* Start Records supplied *

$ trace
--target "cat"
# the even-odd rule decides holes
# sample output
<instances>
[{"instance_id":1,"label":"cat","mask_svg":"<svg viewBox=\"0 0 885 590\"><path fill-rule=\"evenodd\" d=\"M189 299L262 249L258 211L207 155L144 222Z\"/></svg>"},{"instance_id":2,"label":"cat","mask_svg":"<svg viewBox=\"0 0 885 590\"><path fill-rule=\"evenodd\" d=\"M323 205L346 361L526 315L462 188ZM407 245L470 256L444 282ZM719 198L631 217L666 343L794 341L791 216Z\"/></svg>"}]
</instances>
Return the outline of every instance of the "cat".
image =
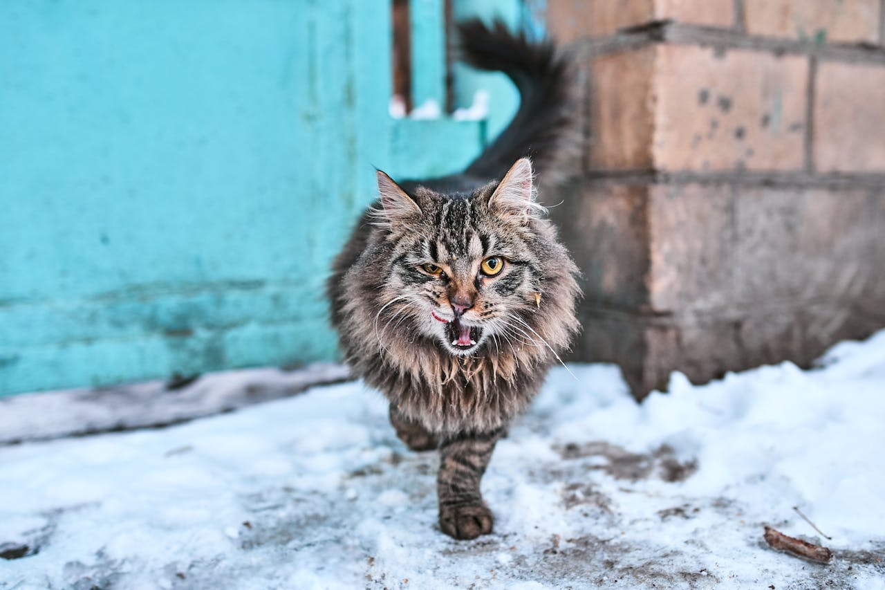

* End Records supplied *

In the listing, from its first line through the line containing "<instances>", rename "sample" to "example" and reproduce those lines with nothing else changed.

Exercise answer ::
$ trace
--target "cat"
# the even-odd rule decides holes
# example output
<instances>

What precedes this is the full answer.